TEXT EXTRACT:
DEV Community

Cover image for How to Schedule Any Task with AWS Lambda

How to Schedule Any Task with AWS Lambda

Renato Byrro on August 12, 2019

Did you know it is possible to schedule the execution of virtually any task to run in the cloud with AWS Lambda? I have been asked how to do it a ...
Collapse
 
jdrydn profile image
James

We cannot customize how Lambda will run based only on what the scheduler provides, like we did with DynamoDB and S3.

Using the "Constant JSON text" as the screenshot shows, you can configure the input for the function. so you could have multiple for schedules for the same function with different inputs:

rate(1 minute) → {"rate":"EVERY-MINUTE"}
cron(*/10 * * * ? *) → {"rate":"EVERY-TEN-MINUTES"}
Collapse
 
byrro profile image
Renato Byrro

Hi James, thanks for the comment!

I'm replying a bit late, but what I wanted to mean was that DynamoDB and S3 can provide more information to be processed. In the case of Dynamo, we can receive the entire object with the invocation, as well as its state prior to the change.

With CloudWatch Rules, it's just a rule. Unless it's a self-contained task, Lambda will probably need to go get more data somewhere else to actually process what it's supposed to.

Collapse
 
ale_annini profile image
Alessandro Annini

Hi Renato,
thanks for your interesting article.
What if my task needs to be executed at (almost) exactly the time specified? Do you have any advice?

Thanks

Collapse
 
byrro profile image
Renato Byrro

Hi Alessandro, glad you liked the post. Thanks for the comment, that is a very interesting question.

You'll need to implement custom code. I can think of a few ideas, but need more investigation to come up with a proper architecture. Is it possible to detail a little more your use case?

One naive idea would be:

  1. Set up a Lambda to run every minute, triggered by a CloudWatch Rule.
  2. Store tasks in a DynamoDB table, indicating the precise time to execute.

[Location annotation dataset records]
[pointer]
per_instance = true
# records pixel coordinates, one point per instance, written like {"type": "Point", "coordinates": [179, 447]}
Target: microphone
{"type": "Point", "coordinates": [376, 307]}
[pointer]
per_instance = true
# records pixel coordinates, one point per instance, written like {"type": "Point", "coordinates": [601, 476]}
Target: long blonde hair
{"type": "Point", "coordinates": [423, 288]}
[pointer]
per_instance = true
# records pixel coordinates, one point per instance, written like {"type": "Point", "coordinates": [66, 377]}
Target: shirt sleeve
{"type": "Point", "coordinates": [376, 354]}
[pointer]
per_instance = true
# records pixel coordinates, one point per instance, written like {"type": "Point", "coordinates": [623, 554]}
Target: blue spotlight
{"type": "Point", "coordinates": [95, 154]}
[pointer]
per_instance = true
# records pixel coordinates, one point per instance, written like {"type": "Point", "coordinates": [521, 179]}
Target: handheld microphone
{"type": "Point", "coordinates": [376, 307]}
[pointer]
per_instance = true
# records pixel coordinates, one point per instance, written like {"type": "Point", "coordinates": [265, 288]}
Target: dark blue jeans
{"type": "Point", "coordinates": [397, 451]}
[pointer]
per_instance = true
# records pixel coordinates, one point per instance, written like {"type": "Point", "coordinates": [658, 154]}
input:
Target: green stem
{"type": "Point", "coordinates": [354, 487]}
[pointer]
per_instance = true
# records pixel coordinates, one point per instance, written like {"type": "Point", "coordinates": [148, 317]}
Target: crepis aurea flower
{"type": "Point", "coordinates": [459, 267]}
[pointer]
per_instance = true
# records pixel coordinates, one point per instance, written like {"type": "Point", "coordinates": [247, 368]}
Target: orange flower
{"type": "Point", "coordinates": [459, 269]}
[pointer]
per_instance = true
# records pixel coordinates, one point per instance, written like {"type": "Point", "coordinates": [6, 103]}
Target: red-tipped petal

THE TASKS:
1) Rewrite the AWS Lambda scheduling thread from "I'm replying a" up to and including "have any advice?", changing "CloudWatch Rules" to "EventBridge rules".
2) Go on with the AWS Lambda scheduling thread from the point where it stops.
These records have no connection to the AWS Lambda scheduling thread.

SOLVED TASKS:
1)
I'm replying a bit late, but what I wanted to mean was that DynamoDB and S3 can provide more information to be processed. In the case of Dynamo, we can receive the entire object with the invocation, as well as its state prior to the change.

With EventBridge rules, it's just a rule. Unless it's a self-contained task, Lambda will probably need to go get more data somewhere else to actually process what it's supposed to.

Collapse
 
ale_annini profile image
Alessandro Annini

Hi Renato,
thanks for your interesting article.
What if my task needs to be executed at (almost) exactly the time specified? Do you have any advice?

2)
  3. Lambda will query this table and get all tasks scheduled for start=current_timestamp + 30 seconds & end=current_timestamp + 90 seconds (the 30 sec start is an offset to account for Lambda startup time - this needs to be adjusted according to a number of factors).
  4. Implement one or more additional Lambdas to process each type of task.
  5. The first Lambda will invoke these executor Lambdas passing the task.
  6. Each Executor Lambda code could implement a "while" loop to check whether current_timestamp == task_execution_timestamp. When evaluates to true, it executes the task.

I said it's a naive idea because it ignores some important things:

What does "exactly the time specified" mean to you?

Is it enough to run the task on a given second? Or do you need time resolution down to the millisecond, maybe microsecond?

That will have an impact over the implementation. Some programming languages will resolve time down to milliseconds, only.

How much deviation can you accept to meet the "almost" requirement?

If you're using AWS Lambda, beware that you can't control which machine is running your code. Could be multiple machines throughout a given period of time. It's actually most likely to be a different machine for every cold start.

This has important implications since there are issues with syncing clocks on distributed systems.

Depending on how much deviation you can accept in the "almost the exact time", this can be a problem.

Scalability

How many tasks do you expect to schedule and how are they distributed over time?

Is it possible that you'll have 50,000 tasks to run on a given millisecond? If yes, the challenge will be setting an infra that can scale to that level of concurrent requests.

Reliability (in general, not only infra-wise)

What happens if the triggering process of a task fails, or if the task executor fails entirely and a block of tasks is not executed at all.

Do you need a system in place to check for that and retry the task or can you afford having some tasks being lost?

Will it be too late if a few seconds have passed before retrying?

Is it a problem if, occasionally, the same task gets executed twice? If yes, a proper locking mechanism needs to be in place to ensure each task is processed once and only once.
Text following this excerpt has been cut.